[Begin EXERCISE MATERIALS]
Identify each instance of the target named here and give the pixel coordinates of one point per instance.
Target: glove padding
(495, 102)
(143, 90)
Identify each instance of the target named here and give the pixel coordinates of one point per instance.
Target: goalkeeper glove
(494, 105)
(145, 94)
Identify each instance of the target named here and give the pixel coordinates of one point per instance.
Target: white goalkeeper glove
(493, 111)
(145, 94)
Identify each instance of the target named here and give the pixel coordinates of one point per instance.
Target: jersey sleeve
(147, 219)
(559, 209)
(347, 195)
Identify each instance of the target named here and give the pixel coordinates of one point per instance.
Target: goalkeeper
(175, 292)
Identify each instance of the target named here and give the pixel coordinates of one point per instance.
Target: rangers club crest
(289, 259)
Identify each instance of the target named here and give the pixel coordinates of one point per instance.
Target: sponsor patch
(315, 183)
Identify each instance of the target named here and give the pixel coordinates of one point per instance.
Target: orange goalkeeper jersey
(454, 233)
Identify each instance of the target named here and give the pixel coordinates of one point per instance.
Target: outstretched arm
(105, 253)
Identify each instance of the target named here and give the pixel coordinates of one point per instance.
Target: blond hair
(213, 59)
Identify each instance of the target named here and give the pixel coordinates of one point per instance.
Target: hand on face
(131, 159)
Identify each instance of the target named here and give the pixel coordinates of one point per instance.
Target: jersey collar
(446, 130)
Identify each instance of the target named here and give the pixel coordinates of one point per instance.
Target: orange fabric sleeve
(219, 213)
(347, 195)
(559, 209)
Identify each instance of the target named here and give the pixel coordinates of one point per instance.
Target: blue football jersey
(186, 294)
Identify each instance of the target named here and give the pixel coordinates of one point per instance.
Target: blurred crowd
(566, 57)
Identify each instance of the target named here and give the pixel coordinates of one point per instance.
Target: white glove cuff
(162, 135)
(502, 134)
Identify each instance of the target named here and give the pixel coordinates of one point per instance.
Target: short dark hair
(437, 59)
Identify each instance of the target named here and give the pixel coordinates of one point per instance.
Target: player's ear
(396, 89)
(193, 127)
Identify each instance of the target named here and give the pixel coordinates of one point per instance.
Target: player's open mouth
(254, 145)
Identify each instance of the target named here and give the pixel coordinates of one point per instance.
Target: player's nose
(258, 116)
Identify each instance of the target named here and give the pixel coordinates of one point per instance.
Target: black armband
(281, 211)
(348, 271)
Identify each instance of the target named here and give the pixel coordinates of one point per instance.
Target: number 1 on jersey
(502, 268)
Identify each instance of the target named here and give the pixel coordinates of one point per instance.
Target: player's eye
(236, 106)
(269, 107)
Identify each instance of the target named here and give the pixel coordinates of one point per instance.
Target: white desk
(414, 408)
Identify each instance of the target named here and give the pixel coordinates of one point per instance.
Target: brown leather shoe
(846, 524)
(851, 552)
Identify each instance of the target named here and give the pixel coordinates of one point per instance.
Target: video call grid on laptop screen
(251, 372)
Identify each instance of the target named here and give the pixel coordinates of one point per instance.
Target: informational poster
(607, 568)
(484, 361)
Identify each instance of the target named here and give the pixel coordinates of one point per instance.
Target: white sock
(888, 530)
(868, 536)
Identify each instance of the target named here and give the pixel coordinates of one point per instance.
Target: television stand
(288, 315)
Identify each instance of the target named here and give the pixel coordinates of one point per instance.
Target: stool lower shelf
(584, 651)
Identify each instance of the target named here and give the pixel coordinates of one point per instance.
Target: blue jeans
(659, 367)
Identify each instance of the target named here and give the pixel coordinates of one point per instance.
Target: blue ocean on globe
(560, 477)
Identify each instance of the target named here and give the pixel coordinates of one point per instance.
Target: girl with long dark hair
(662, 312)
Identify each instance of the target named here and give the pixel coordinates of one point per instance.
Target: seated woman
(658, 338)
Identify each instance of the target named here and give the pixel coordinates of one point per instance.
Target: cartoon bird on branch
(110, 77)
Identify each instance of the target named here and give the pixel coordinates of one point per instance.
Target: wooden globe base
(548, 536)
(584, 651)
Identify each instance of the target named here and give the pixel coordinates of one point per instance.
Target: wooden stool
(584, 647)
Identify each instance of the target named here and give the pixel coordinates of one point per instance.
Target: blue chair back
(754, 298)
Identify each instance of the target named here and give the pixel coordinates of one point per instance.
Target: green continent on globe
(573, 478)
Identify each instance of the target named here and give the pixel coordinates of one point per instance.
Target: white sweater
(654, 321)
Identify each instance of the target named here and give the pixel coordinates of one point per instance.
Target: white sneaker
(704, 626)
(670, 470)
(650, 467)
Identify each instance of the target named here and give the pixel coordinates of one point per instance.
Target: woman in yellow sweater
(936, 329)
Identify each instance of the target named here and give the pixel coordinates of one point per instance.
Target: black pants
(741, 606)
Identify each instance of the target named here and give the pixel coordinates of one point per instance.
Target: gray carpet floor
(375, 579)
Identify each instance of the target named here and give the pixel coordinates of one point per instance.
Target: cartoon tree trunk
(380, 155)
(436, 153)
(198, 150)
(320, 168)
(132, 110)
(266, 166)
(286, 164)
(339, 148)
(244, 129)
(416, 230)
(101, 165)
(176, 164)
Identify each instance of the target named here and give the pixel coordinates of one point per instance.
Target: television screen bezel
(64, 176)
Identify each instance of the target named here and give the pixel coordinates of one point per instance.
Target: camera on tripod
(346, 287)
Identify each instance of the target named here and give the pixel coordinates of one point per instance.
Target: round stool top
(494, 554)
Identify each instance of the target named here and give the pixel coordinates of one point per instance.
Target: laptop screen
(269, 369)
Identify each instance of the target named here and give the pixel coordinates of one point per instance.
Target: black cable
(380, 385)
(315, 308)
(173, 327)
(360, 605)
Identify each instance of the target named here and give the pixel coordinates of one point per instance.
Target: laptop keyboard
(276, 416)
[End EXERCISE MATERIALS]
* [REQUIRED TASK]:
Write each line above out exactly.

* [ANSWER TO THE EXERCISE]:
Identify each instance of the target named here and give the pixel coordinates of one point per instance.
Target: glove padding
(495, 102)
(143, 90)
Identify each instance of the target named here and give the pixel coordinates of one point per instance.
Target: goalkeeper glove
(494, 105)
(145, 94)
Identify each instance of the target named here and give the pixel coordinates of one point per instance.
Target: white goalkeeper glove
(493, 111)
(145, 94)
Identify each instance of the target named here and give the pixel coordinates of one point per instance.
Target: jersey sleeve
(147, 219)
(559, 209)
(347, 195)
Identify each instance of the target named here and give the pixel coordinates of one point per instance.
Target: goalkeeper
(175, 292)
Identify each instance of the target named here and give the pixel coordinates of one point per instance.
Target: rangers club crest
(289, 259)
Identify each instance of the target named here and give the pixel coordinates of one point per instance.
Target: sponsor patch
(315, 183)
Identify each instance of the target named here and give the pixel coordinates of one point per instance.
Target: orange goalkeeper jersey
(454, 233)
Identify each instance of the target named here and give the pixel coordinates of one point per instance.
Target: outstretched arm
(105, 253)
Identify each instance of the target named here and give the pixel coordinates of one point per instance.
Target: blond hair
(213, 59)
Identify each instance of the target named here and give the pixel coordinates of one point per instance.
Target: hand on face
(131, 159)
Identify each instance of the target named here and give the pixel coordinates of one point per instance.
Target: jersey collar
(446, 130)
Identify each instance of the target named here and give the pixel coordinates of one point per instance.
Target: orange fabric sleeve
(219, 213)
(347, 195)
(559, 209)
Identify each instance of the target named here and give the pixel coordinates of one point per instance.
Target: blue football jersey
(186, 294)
Identify each instance of the target named here and give the pixel coordinates of one point per instance.
Target: blurred crowd
(566, 57)
Identify each instance of the target named here and give the pixel coordinates of one point per instance.
Target: white glove cuff
(162, 135)
(502, 134)
Identify each instance of the target named here and give the pixel coordinates of one point per instance.
Target: short dark hair
(437, 59)
Identify each instance of the target named here and give the pixel coordinates of one point per instance.
Target: player's ear
(396, 89)
(193, 127)
Identify each instance of the target named here and give the pixel coordinates of one point per instance.
Target: player's open mouth
(254, 145)
Identify each instance of the target named here and give the pixel coordinates of one point per instance.
Target: player's nose
(258, 116)
Identify each instance of the target named here and give the pixel coordinates of one point per instance.
Target: black armband
(281, 211)
(348, 271)
Identify each instance of the target named here and give the pixel coordinates of one point per instance.
Target: number 1 on jersey
(502, 268)
Identify each instance of the target named here and give the pixel coordinates of one point per instance.
Target: player's eye
(236, 106)
(269, 107)
Identify each instance of the target named here and give the pixel coordinates of one point per instance.
Target: white desk
(414, 408)
Identify each instance of the target named here and give the pixel coordinates of one point per instance.
Target: brown leather shoe
(846, 524)
(851, 552)
Identify each instance of the target named here and give the pixel coordinates of one point per instance.
Target: video call grid on laptop screen
(251, 372)
Identify each instance of the target named here and give the pixel coordinates of one point per instance.
Target: informational poster
(607, 568)
(484, 361)
Identify each instance of the target named here and give the pixel coordinates of one point per instance.
Target: white sock
(888, 530)
(868, 536)
Identify each instance of the target named here and give the pixel coordinates of one point per instance.
Target: television stand
(288, 315)
Identify each instance of the target named here and give the pixel coordinates of one point per instance.
Target: stool lower shelf
(584, 651)
Identify each instance of the target named here and give the pixel coordinates of one point per instance.
Target: blue jeans
(659, 367)
Identify each instance of the target named here and give the pixel coordinates of one point per instance.
Target: blue ocean on globe
(560, 477)
Identify each instance of the target named here and give the pixel coordinates of one point per instance.
Target: girl with long dark hair
(662, 312)
Identify each instance of the target named here and give the pixel coordinates of one point per instance.
Target: seated woman
(658, 338)
Identify each instance of the target named here and give the pixel coordinates of one point per instance.
Target: cartoon bird on branch
(110, 77)
Identify each instance of the target named here and give the pixel coordinates of one point per instance.
Target: wooden globe base
(548, 536)
(584, 651)
Identify each instance of the target named here and give the pixel coordinates of one point per instance.
Target: wooden stool
(584, 647)
Identify each instance of the target named here and give the pixel coordinates of one point per instance.
Target: blue chair back
(754, 298)
Identify each instance of the target named here and give the pixel coordinates of one point per instance.
Target: green continent on globe
(573, 478)
Identify each instance of the target named here and give the pixel coordinates of one point per instance.
Target: white sweater
(654, 321)
Identify each instance of the target named here and give the pixel coordinates of one point per instance.
Target: white sneaker
(704, 626)
(670, 470)
(650, 467)
Identify each instance of the target named here and give the pixel coordinates of one point per instance.
Target: woman in yellow sweater
(936, 329)
Identify each instance of the target named here and give the pixel coordinates of one point per instance.
Target: black pants
(741, 606)
Identify each instance of the target named here and give the pixel coordinates of one point per instance.
Target: gray carpet floor
(375, 579)
Identify each instance of the target named here and give the pixel coordinates of one point per instance.
Target: cartoon tree trunk
(380, 155)
(436, 153)
(198, 150)
(320, 168)
(132, 110)
(266, 166)
(286, 164)
(339, 148)
(244, 129)
(416, 230)
(101, 165)
(176, 164)
Identify each instance of the target named here and give the pixel coordinates of one point per instance.
Target: television screen bezel
(64, 176)
Identify each instance of the target named here and give the pixel coordinates of one point per instance.
Target: camera on tripod
(346, 287)
Identify each instance of the target named here and give the pixel coordinates of one point per instance.
Target: round stool top
(494, 554)
Identify each instance of the target named here and give the pixel coordinates of one point per instance.
Target: laptop screen
(269, 369)
Identify each instance of the target named here and give the pixel coordinates of one point per instance.
Target: black cable
(380, 385)
(315, 308)
(173, 327)
(360, 605)
Identify each instance of the target named here and give the pixel coordinates of one point per instance.
Target: laptop keyboard
(276, 416)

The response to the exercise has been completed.